- _WORK TO BE COMPLETED_
Copy every entry. Do not alter a single word.
*** INPUT MATERIAL Section Begins ***
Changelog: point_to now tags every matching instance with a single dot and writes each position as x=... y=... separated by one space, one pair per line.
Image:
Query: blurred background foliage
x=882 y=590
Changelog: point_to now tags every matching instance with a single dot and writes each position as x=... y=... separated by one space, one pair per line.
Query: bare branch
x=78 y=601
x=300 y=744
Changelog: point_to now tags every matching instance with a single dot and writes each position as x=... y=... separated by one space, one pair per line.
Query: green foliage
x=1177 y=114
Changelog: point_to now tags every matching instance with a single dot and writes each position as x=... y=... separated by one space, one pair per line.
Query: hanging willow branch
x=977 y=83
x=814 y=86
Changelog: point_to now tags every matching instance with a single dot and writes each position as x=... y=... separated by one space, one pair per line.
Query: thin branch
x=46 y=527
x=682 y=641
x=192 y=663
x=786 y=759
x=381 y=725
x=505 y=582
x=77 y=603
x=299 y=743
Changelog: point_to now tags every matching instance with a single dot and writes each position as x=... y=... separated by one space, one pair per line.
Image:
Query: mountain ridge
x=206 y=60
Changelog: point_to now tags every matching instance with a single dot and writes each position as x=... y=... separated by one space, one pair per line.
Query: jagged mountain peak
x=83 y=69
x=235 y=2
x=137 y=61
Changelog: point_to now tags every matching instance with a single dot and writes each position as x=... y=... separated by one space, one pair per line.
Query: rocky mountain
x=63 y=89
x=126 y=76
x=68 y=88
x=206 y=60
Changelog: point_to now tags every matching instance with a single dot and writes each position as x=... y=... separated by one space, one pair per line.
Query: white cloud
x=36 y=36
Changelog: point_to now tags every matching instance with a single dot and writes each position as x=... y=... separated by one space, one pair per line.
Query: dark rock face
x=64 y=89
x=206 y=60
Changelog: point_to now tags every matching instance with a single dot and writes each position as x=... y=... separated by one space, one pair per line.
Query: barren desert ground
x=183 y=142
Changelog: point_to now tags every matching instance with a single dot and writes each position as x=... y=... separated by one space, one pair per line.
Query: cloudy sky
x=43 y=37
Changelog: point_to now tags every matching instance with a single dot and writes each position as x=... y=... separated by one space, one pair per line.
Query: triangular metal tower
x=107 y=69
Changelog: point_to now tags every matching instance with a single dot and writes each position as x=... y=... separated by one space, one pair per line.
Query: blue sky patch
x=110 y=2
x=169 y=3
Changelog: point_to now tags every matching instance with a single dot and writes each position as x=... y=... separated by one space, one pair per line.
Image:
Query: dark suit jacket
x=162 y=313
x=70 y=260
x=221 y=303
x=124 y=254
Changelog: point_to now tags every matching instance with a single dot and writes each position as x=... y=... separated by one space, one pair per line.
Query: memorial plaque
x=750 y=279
*** INPUT MATERIAL Section Ends ***
- _EXERCISE SOLUTION_
Changelog: point_to now tags every matching instance with a single dot and writes each position as x=... y=... separated by one space, one pair per line.
Image:
Query: blurred background foliage
x=882 y=590
Changelog: point_to now tags every matching instance with a single dot and writes each position as x=... y=... separated by one space, one pair per line.
Query: bare branch
x=78 y=601
x=300 y=744
Changelog: point_to now tags every matching instance with a single dot and writes each position as x=... y=... separated by one space, one pair per line.
Query: green foliage
x=1177 y=114
Changelog: point_to now tags every matching instance with a single dot and writes each position as x=... y=... separated by one space, one pair per line.
Query: hanging willow branch
x=977 y=83
x=814 y=86
Changelog: point_to now tags every matching instance with a single dot and writes each position as x=... y=... separated by one space, one pair per line.
Query: thin branch
x=46 y=527
x=682 y=641
x=192 y=663
x=786 y=759
x=381 y=725
x=505 y=582
x=77 y=603
x=299 y=743
Changelog: point_to now tags every matching instance with a single dot and writes each position as x=... y=... separated by one space, one pair per line.
Image:
Query: mountain ridge
x=206 y=60
Changelog: point_to now tags every matching instance with a single dot and writes each position as x=... y=... separated by one space, one pair per line.
Query: jagged mountain peak
x=83 y=69
x=235 y=2
x=137 y=61
Changelog: point_to now tags every matching instance with a single dot and writes each position as x=... y=... separated by one space, one pair per line.
Query: rocky mountain
x=63 y=89
x=126 y=76
x=68 y=88
x=206 y=60
Changelog: point_to now tags every matching instance with a single dot and writes each position as x=... y=... separated by one space, one pair per line.
Query: white cloud
x=36 y=36
Changelog: point_to now tags every matching instance with a single dot and writes each position as x=... y=... separated by one space, one pair per line.
Query: dark rock face
x=64 y=89
x=206 y=60
Changelog: point_to now tags every matching instance with a single dot and writes each position as x=... y=... separated by one space, one pair per line.
Query: barren desert ground
x=183 y=142
Changelog: point_to now tags every matching instance with a single dot and writes each position as x=... y=... separated by one space, one pair per line.
Query: cloudy sky
x=43 y=37
Changelog: point_to now tags every matching instance with a single dot and writes each position as x=... y=... separated by one space, one pair per line.
Query: triangular metal tower
x=107 y=69
Changelog: point_to now tags every matching instance with a single dot and writes each position as x=... y=... separated by one space, one pair per line.
Query: blue sky patch
x=110 y=2
x=169 y=3
Changelog: point_to now tags every matching instance with a single dot and writes each position as x=... y=... separated by one space, one pair per line.
Image:
Query: dark suit jacket
x=162 y=313
x=70 y=260
x=221 y=303
x=124 y=254
Changelog: point_to now tags every matching instance with a single dot and writes each position as x=... y=... separated by one space, one pair per line.
Query: memorial plaque
x=750 y=279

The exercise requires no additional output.